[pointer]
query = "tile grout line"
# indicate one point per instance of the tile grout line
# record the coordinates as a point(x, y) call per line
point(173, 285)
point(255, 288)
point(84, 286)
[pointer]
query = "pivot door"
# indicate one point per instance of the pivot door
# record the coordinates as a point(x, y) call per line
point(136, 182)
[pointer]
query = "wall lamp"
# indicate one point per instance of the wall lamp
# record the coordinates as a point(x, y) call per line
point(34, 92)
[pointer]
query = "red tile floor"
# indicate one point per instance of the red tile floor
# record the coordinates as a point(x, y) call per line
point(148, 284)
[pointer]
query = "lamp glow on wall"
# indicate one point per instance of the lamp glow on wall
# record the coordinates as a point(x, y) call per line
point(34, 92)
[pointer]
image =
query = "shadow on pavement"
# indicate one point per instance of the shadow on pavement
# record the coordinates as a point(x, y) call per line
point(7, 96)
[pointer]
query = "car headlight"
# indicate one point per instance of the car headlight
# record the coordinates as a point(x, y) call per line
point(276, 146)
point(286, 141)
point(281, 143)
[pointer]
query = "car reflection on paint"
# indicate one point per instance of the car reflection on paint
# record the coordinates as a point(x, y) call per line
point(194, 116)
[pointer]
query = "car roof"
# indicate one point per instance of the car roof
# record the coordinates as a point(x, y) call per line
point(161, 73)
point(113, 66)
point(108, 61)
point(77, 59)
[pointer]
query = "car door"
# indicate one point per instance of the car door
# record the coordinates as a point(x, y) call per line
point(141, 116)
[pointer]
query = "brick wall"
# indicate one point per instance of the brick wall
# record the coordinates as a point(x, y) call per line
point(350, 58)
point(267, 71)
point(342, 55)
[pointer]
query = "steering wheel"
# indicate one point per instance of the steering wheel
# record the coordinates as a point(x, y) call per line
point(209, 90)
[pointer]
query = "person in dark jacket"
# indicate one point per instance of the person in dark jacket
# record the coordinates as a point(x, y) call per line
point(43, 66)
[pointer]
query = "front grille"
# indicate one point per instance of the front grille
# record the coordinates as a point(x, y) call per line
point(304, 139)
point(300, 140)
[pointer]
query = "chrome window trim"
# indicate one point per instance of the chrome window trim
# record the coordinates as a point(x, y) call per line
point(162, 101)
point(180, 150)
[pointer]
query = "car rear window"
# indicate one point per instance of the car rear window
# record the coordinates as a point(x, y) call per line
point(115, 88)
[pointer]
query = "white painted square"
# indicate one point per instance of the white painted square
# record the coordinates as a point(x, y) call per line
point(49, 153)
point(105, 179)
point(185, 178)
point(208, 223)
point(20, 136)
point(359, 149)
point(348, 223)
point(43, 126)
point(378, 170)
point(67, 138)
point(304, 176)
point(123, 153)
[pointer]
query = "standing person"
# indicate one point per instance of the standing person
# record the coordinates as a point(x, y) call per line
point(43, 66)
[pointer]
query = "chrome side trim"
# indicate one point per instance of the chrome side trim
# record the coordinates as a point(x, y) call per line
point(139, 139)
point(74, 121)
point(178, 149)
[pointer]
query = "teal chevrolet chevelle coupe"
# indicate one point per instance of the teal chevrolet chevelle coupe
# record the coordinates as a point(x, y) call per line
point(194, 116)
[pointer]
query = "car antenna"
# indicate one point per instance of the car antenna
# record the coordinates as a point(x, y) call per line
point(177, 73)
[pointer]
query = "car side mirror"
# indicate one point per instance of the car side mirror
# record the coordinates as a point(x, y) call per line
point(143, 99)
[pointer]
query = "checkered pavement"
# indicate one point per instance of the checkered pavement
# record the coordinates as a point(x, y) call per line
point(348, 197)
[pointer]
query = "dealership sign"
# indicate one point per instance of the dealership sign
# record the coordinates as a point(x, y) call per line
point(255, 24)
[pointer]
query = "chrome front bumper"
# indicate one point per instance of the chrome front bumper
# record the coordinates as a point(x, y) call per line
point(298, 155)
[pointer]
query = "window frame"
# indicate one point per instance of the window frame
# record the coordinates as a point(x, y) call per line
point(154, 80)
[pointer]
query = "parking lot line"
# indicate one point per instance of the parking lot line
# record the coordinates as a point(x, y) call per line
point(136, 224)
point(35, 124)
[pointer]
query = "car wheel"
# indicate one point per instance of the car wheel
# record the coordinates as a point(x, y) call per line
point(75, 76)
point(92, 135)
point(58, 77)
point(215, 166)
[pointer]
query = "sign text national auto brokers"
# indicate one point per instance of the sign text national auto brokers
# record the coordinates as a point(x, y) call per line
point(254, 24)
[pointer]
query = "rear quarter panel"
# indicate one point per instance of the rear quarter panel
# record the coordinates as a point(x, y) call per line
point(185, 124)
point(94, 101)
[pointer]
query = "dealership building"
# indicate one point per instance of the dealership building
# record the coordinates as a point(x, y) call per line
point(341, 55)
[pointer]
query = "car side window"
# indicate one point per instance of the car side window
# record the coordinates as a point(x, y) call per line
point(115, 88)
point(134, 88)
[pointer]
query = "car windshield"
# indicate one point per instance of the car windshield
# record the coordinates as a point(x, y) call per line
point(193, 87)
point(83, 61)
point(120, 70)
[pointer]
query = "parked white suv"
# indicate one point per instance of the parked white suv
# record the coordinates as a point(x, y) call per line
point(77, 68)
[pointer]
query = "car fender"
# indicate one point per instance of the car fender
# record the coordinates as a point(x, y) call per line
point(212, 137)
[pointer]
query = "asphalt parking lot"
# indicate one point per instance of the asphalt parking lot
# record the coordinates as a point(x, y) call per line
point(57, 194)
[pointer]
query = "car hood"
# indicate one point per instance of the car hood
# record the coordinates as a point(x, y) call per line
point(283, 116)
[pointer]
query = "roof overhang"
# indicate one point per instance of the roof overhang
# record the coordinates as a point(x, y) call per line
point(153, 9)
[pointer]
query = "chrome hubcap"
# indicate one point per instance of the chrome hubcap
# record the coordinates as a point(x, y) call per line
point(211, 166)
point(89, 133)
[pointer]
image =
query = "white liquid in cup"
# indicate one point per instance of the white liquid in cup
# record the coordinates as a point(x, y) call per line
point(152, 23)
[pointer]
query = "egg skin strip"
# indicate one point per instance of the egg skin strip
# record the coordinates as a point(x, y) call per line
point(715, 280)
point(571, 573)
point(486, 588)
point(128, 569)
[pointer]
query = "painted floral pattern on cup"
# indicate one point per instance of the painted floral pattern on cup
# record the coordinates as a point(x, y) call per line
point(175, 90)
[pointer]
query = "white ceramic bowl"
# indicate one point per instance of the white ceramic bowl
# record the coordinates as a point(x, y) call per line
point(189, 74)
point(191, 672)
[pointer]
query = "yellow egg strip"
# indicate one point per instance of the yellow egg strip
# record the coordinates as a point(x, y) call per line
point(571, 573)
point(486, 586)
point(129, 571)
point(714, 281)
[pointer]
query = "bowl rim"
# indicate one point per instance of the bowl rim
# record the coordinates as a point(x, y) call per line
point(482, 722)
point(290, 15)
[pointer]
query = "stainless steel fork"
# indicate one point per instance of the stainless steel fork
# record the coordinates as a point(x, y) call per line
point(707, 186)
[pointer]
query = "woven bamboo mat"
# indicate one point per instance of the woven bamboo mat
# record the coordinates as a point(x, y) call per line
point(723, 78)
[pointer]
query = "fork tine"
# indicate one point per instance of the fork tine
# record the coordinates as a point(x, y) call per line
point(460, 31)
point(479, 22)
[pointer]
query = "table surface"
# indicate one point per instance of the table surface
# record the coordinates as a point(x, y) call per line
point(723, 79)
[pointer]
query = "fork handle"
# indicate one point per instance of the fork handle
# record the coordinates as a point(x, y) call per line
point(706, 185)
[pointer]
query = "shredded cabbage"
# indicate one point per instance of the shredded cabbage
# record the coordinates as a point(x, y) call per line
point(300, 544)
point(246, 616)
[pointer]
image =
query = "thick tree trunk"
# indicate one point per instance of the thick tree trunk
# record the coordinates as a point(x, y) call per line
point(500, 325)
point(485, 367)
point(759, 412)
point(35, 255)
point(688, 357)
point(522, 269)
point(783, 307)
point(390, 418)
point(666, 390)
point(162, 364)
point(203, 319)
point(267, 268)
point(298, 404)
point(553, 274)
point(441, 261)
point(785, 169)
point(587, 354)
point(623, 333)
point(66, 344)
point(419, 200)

————————

Count the lines in the data above that contain the string "steering", and give only that number.

2